### [Written instruction]
Give only the number of lines in the entries below that contain the string "sill".

### [Provided information]
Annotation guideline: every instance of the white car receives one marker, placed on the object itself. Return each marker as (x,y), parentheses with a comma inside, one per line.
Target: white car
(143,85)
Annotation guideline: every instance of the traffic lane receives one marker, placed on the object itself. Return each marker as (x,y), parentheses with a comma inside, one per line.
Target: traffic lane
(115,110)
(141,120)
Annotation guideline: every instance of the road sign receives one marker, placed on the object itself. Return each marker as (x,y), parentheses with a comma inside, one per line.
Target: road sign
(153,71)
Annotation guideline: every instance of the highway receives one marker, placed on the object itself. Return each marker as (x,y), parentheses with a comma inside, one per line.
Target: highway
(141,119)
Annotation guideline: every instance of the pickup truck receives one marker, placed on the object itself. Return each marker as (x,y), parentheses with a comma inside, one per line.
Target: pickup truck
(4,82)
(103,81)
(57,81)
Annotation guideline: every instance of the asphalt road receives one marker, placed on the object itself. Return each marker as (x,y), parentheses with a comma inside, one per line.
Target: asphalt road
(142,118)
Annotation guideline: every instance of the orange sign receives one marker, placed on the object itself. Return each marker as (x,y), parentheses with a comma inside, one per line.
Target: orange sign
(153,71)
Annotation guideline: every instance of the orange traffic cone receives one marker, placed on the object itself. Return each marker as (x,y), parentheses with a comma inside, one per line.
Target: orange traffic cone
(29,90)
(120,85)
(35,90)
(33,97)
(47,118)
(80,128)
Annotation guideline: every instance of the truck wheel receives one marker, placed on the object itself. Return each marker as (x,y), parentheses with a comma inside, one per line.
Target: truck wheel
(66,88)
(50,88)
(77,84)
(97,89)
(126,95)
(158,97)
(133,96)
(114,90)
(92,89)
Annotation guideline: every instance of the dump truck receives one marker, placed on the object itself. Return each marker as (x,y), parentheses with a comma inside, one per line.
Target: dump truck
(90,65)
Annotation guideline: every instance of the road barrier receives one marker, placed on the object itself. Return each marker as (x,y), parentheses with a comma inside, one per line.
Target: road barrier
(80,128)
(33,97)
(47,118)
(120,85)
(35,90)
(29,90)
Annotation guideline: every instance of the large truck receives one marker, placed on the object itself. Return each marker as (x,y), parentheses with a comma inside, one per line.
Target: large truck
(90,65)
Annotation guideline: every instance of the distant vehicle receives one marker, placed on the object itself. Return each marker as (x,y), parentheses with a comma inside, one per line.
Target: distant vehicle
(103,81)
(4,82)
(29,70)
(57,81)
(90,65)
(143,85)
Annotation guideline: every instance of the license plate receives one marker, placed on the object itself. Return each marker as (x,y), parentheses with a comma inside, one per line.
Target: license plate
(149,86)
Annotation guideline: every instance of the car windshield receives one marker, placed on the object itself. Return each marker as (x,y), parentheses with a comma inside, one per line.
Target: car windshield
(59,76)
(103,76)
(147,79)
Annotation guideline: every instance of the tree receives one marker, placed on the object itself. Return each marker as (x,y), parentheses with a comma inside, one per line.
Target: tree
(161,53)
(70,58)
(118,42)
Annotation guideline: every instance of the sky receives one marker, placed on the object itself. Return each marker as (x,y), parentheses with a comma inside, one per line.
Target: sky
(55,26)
==
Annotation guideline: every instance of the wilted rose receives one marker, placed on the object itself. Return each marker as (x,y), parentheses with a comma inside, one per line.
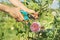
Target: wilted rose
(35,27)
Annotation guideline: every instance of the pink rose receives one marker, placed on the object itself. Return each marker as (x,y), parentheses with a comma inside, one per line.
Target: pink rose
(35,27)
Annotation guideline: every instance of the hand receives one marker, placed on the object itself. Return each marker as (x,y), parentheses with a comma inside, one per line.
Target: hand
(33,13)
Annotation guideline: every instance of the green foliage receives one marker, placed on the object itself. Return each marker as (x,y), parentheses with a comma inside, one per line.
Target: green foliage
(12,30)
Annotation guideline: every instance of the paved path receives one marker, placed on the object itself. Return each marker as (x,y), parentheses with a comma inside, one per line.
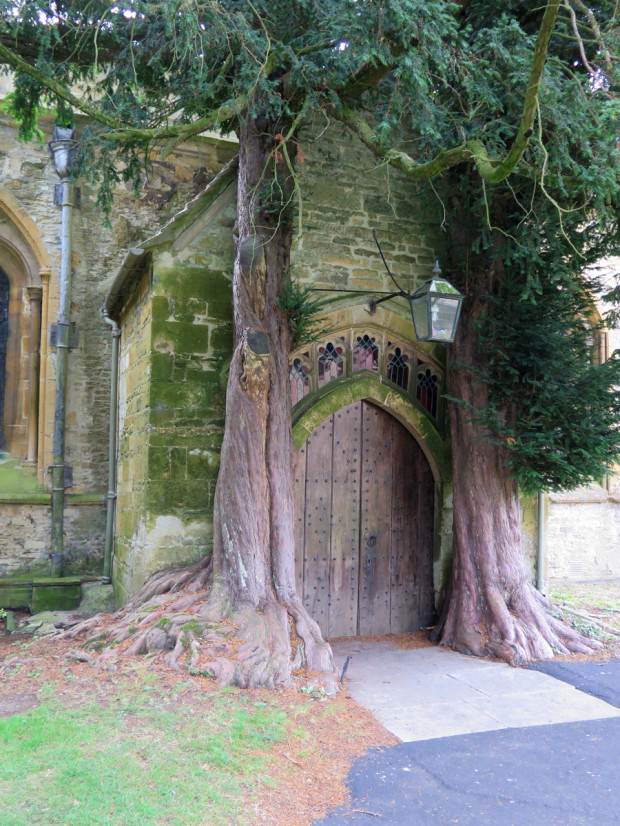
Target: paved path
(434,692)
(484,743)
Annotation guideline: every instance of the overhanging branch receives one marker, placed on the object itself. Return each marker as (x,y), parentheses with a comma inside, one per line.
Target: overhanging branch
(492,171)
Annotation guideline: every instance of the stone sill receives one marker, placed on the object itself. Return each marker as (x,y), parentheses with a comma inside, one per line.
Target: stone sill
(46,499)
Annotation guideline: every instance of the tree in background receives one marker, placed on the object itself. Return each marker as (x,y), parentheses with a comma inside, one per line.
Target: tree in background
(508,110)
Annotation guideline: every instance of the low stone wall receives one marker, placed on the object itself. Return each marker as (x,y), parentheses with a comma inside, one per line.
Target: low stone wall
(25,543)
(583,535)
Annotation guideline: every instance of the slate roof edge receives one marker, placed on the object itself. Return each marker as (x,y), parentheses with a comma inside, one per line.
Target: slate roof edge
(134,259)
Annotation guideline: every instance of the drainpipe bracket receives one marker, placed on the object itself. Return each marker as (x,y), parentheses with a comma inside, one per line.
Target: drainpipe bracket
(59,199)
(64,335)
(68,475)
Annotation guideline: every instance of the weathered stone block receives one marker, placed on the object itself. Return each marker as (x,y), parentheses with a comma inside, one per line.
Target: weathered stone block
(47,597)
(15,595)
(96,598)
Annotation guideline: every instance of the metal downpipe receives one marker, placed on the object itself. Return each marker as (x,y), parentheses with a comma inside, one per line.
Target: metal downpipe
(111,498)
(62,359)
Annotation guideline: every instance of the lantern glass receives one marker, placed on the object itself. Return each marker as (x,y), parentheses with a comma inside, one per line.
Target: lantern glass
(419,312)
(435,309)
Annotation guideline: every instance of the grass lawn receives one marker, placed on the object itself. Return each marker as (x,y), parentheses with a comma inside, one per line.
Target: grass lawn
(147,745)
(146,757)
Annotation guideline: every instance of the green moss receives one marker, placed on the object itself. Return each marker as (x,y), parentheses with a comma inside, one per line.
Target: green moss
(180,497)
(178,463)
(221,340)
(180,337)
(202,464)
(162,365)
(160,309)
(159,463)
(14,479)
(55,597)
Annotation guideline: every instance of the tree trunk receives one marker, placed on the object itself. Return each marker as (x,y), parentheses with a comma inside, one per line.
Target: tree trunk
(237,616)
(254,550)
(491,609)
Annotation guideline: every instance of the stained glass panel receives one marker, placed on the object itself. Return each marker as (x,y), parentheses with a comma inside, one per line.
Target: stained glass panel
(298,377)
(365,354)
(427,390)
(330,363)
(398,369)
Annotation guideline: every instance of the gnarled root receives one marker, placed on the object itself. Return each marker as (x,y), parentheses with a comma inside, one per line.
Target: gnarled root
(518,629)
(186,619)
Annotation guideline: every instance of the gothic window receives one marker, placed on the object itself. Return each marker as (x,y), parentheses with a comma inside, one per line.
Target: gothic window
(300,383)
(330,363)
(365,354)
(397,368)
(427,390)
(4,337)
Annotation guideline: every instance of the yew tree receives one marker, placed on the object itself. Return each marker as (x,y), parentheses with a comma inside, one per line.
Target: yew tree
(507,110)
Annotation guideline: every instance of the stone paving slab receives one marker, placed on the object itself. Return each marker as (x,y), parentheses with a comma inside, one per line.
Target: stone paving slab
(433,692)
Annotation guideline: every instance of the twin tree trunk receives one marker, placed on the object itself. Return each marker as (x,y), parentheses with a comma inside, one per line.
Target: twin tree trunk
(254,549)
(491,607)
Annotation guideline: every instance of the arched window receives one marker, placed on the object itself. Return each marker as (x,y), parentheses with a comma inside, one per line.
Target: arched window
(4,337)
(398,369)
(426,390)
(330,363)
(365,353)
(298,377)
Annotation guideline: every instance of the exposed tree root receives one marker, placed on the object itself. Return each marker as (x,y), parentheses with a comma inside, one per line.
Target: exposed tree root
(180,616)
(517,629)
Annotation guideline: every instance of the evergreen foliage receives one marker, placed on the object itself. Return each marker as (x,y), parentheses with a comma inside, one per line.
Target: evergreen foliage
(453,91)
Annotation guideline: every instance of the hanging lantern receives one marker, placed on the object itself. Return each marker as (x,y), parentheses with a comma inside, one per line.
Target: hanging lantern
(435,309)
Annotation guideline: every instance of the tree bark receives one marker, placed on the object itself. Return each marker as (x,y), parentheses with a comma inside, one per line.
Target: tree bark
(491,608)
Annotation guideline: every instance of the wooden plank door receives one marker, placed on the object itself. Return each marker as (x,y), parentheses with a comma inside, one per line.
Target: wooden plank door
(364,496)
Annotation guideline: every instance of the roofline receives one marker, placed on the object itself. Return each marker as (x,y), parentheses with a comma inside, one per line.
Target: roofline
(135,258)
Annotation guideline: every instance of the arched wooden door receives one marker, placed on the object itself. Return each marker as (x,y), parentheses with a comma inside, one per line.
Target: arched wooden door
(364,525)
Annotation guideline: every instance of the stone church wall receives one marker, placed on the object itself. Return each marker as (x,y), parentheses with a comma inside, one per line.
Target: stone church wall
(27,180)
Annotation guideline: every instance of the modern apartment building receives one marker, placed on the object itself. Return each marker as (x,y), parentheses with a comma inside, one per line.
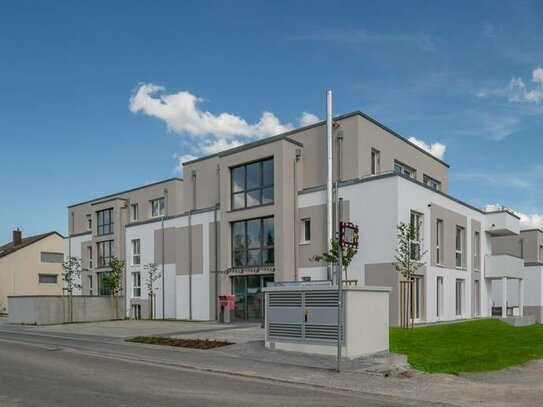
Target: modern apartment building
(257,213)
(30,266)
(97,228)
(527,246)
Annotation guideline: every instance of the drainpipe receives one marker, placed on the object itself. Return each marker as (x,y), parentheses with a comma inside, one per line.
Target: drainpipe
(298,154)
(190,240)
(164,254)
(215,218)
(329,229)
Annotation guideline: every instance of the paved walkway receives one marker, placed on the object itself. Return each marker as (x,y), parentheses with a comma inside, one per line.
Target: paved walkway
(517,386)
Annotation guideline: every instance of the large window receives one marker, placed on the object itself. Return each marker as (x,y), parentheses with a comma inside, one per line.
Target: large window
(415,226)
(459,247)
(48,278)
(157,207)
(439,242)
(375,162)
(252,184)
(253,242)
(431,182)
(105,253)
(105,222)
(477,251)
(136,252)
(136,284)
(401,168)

### [Expected answer]
2